• SET TASK:
Output the data exactly, with every line intact.

• SOURCE MATERIAL:
-=-=-

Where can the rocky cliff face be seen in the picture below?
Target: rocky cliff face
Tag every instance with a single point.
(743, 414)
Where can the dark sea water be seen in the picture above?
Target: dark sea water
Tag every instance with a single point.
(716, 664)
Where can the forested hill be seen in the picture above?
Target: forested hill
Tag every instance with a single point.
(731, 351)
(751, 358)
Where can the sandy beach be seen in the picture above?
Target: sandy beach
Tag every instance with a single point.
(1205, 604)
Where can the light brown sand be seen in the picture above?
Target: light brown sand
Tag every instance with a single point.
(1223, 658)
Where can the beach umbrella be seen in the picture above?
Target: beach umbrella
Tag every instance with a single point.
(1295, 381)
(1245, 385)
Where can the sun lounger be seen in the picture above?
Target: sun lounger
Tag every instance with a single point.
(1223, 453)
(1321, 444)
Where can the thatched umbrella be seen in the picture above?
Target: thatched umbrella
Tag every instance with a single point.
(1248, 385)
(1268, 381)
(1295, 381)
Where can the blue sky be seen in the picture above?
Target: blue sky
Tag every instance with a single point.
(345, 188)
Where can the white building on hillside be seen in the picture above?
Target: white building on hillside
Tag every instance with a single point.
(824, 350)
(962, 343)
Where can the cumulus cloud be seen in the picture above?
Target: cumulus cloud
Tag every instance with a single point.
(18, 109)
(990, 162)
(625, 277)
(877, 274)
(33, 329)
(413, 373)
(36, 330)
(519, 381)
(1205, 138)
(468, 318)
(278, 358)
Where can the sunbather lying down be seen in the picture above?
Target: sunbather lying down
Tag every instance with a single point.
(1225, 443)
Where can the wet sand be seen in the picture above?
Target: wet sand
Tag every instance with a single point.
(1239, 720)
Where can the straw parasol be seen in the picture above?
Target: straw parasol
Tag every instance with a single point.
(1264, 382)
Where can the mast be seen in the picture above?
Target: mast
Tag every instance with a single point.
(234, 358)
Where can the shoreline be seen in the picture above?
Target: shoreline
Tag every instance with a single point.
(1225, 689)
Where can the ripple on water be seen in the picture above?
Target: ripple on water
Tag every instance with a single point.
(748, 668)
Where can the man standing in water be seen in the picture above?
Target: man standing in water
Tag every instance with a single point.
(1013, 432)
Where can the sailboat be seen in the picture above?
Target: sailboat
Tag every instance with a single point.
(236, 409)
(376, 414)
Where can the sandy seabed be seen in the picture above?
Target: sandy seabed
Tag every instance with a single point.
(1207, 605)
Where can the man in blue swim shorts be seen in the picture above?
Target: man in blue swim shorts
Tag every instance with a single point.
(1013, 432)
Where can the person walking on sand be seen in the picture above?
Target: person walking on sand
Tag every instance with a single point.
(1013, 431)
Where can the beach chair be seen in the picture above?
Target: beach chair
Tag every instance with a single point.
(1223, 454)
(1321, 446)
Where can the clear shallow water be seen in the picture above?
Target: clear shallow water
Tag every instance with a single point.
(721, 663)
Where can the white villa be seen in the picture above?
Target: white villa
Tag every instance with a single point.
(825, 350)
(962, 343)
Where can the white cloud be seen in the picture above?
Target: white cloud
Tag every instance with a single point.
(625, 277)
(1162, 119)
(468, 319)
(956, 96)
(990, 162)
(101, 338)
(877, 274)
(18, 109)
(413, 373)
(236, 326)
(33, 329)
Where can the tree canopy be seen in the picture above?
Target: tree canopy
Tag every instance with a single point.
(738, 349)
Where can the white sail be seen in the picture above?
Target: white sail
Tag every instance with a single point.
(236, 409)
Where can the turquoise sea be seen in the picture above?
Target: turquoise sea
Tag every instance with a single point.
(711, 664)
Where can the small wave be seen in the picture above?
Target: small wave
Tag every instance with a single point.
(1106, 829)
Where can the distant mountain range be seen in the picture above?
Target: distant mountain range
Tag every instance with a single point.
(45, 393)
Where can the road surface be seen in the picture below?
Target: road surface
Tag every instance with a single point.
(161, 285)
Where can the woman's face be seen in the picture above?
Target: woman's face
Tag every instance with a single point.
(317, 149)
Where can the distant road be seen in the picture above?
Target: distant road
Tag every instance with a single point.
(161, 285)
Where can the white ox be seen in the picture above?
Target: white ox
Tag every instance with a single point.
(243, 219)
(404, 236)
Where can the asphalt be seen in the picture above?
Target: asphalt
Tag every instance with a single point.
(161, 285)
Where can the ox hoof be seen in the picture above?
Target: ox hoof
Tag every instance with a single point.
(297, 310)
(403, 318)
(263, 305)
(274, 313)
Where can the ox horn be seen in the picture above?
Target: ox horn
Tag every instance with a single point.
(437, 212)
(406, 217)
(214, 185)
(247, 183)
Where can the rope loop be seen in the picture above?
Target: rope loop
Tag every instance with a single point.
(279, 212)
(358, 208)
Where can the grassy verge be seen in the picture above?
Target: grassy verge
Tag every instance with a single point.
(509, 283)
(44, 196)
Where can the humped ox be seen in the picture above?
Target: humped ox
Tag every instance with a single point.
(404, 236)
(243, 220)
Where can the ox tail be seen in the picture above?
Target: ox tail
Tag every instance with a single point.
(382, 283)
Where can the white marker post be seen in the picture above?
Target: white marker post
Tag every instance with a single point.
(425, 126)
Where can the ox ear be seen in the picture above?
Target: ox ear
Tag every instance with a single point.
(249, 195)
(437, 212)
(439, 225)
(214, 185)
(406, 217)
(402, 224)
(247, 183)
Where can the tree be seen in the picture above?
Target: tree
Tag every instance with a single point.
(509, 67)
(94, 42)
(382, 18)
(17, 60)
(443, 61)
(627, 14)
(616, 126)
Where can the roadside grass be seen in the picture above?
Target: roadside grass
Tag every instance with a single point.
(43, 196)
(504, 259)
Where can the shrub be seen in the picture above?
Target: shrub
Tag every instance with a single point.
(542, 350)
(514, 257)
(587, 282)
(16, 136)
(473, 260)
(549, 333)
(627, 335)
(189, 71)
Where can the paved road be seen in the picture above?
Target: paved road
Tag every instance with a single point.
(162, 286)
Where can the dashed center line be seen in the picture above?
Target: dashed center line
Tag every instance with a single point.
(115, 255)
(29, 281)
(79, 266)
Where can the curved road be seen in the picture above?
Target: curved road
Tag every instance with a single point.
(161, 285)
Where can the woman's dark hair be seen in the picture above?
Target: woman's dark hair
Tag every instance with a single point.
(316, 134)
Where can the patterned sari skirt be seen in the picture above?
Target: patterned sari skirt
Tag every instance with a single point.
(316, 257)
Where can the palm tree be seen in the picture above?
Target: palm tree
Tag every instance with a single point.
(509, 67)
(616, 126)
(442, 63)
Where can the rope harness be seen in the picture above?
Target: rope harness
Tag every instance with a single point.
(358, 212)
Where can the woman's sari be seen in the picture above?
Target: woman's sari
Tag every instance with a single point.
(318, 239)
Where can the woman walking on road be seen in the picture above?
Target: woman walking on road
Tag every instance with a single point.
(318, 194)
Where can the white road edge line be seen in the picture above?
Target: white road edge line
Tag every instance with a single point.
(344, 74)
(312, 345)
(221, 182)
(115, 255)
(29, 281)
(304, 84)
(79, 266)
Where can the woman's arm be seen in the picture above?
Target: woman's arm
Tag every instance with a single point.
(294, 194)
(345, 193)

-=-=-

• CORRECT OUTPUT:
Where can the rocky cliff face be seen in the picture below?
Target: rocky cliff face
Tag every instance with a single point.
(743, 414)
Where can the dark sea water be seen in the picture above?
Target: dark sea water
Tag every instance with a single point.
(716, 664)
Where can the forested hill be seen in the picture above?
Target: forested hill
Tag every instance with a single point.
(731, 351)
(751, 358)
Where can the sandy beach be seen in the picture above?
Target: sandy beach
Tag every instance with a single point.
(1205, 604)
Where can the light brown sand be seen in the picture above?
Target: light brown sand
Tag every instance with a single point.
(1223, 658)
Where can the beach umbrella be seen in the picture above?
Target: beach umbrella
Tag every instance with a single point.
(1295, 381)
(1245, 385)
Where can the sun lounger be seen in the picture above?
Target: sun lounger
Tag every instance with a single point.
(1223, 453)
(1321, 444)
Where can the thatched umbrella be seen in the picture above?
Target: thatched umbrella
Tag every instance with a single point.
(1248, 385)
(1268, 381)
(1295, 381)
Where can the blue sky be seen in the picture above?
Target: blue sky
Tag every instance with a single point.
(345, 188)
Where can the white building on hillside be seen in the picture above?
Target: white building on hillside
Tag every instance with a single point.
(824, 350)
(962, 343)
Where can the cumulus cloud be seen in the picture above?
Target: cumulus cloud
Tag every instance with a single point.
(18, 109)
(990, 162)
(625, 277)
(877, 274)
(33, 329)
(413, 373)
(36, 330)
(519, 381)
(1205, 138)
(468, 318)
(278, 358)
Where can the sunbather lying down be seen in the picture above?
Target: sunbather lying down
Tag every instance with a single point.
(1225, 443)
Where can the wet sand be seen in the picture above?
Target: wet sand
Tag every instance with a single point.
(1239, 720)
Where can the straw parasol be seen in the picture above?
Target: straw parasol
Tag every instance with a single point.
(1264, 382)
Where can the mast be seen in the picture above?
Target: mast
Tag every instance with a single point.
(234, 358)
Where can the shoreline be seen in the picture above?
Target: shoreline
Tag every instance with a single point.
(1225, 689)
Where can the ripple on water be seen in the picture above?
Target: ripple on water
Tag every instance with a single point.
(748, 668)
Where can the man standing in water be seen in the picture above?
Target: man standing in water
Tag every instance with a single point.
(1013, 432)
Where can the sailboat be seen in the picture above?
Target: sailboat
Tag every instance with a single point.
(236, 409)
(376, 414)
Where can the sandy seabed be seen in the picture above?
Target: sandy seabed
Tag every instance with a single point.
(1207, 605)
Where can the man in blue swim shorts be seen in the picture above?
Target: man in blue swim shorts
Tag every instance with a single point.
(1013, 432)
Where can the person walking on sand be seen in the picture above?
Target: person walking on sand
Tag every instance with a single point.
(1013, 431)
Where can the beach chair be seen in the picture above?
Target: beach chair
Tag every instance with a single point.
(1223, 454)
(1321, 446)
Where can the clear shallow water be seen in the picture above?
Target: clear shallow water
Tag every instance with a single point.
(721, 663)
Where can the white villa be seen in the picture above?
Target: white villa
Tag every instance with a single point.
(825, 350)
(962, 343)
Where can the white cloud be seen in the picture above?
Target: white cloud
Tag every instance with a single point.
(625, 277)
(1162, 119)
(468, 319)
(956, 96)
(990, 162)
(101, 338)
(877, 274)
(18, 109)
(413, 373)
(236, 326)
(33, 329)
Where can the tree canopy be seen in the picture above?
Target: tree canopy
Tag every instance with a single point.
(738, 349)
Where can the white sail be seen in the picture above?
Target: white sail
Tag every instance with a single point.
(236, 409)
Where can the turquoise sea be seen in the picture above?
Target: turquoise sea
Tag every instance with a single point.
(711, 664)
Where can the small wave be seen in the picture above?
Target: small wave
Tag every instance with a single point.
(1106, 829)
Where can the distant mountain range be seen in the picture above?
Target: distant mountain range
Tag every instance with a single point.
(45, 393)
Where can the road surface be seen in the picture below?
Target: road surface
Tag every instance with a single point.
(161, 285)
Where can the woman's face be seen in the picture above?
Target: woman's face
Tag every instance with a single point.
(317, 149)
Where can the distant road be seen in the picture above?
Target: distant road
Tag every instance with a single point.
(161, 285)
Where can the white ox be seen in the picture above?
Target: white ox
Tag every instance with a single point.
(243, 219)
(404, 236)
Where can the asphalt be seen in the picture above?
Target: asphalt
Tag every instance with a single point.
(161, 285)
Where can the ox hoof be seen in the picture above?
Target: ox hoof
Tag every instance with a single point.
(297, 310)
(403, 318)
(263, 305)
(274, 313)
Where can the ox horn be seen in the picture above?
Target: ox horn
Tag every instance with a single point.
(437, 212)
(406, 217)
(214, 185)
(247, 183)
Where can the rope loop be seen in the picture above?
Target: rope loop
Tag every instance with a single point.
(279, 212)
(358, 208)
Where can the grassy verge be seen in the picture above?
Target: grassy verge
Tag every instance with a single point.
(509, 283)
(44, 196)
Where can the humped ox be seen in the picture above?
Target: humped ox
Tag every instance with a single point.
(404, 236)
(243, 220)
Where can the ox tail be seen in the picture above?
Target: ox tail
Tag every instance with a single point.
(382, 283)
Where can the white marker post be seen in the picture above?
Target: white marker post
Tag every instance with a single point.
(425, 126)
Where can the ox ear be seen in the picture above?
Target: ox ear
Tag every instance with a single point.
(249, 195)
(437, 212)
(439, 225)
(214, 185)
(406, 217)
(402, 224)
(247, 183)
Where can the tree be seen in the picture above?
Target: tree
Tag every instance with a single point.
(509, 67)
(94, 42)
(382, 18)
(17, 60)
(443, 61)
(627, 14)
(616, 126)
Where can the roadside grass be seen in the picture above?
Target: roadside grass
Tag every instance with a single point.
(43, 196)
(504, 259)
Where can the shrub be seen in the picture above?
Target: shrub
Tag every instance with a single point.
(542, 350)
(514, 257)
(587, 282)
(16, 136)
(473, 260)
(549, 333)
(627, 335)
(189, 71)
Where can the paved road be seen in the picture above?
Target: paved road
Tag every instance with a single point.
(162, 286)
Where can the dashed center line be seen in the picture above?
Target: dashed center line
Tag every instance with a single point.
(115, 255)
(29, 281)
(79, 266)
Where can the curved road be seen in the picture above?
Target: curved road
Tag every instance with a single point.
(161, 285)
Where can the woman's dark hair be seen in the picture above?
Target: woman's dark hair
Tag every instance with a single point.
(316, 134)
Where can the patterned sari skirt be seen in the picture above?
Target: patterned sari skirt
Tag every instance with a single point.
(316, 257)
Where can the palm tree be seen in the picture above?
Target: palm tree
Tag every instance with a single point.
(509, 67)
(616, 126)
(442, 63)
Where can the rope harness be seen in the picture above?
Target: rope harness
Tag every instance with a single point.
(358, 212)
Where can the woman's sari be seen in the picture above?
Target: woman's sari
Tag every instance with a single point.
(318, 239)
Where can the woman walking on road be seen in the picture above?
Target: woman walking on road
Tag every instance with a single point.
(318, 194)
Where can the white road edge line be seen in the picture above?
Target: white road edge line
Tag every instance with a single point.
(344, 74)
(312, 345)
(221, 182)
(115, 255)
(29, 281)
(304, 84)
(79, 266)
Where can the woman's arm be seen in the picture above?
Target: woman's arm
Tag every instance with a single point.
(294, 194)
(345, 193)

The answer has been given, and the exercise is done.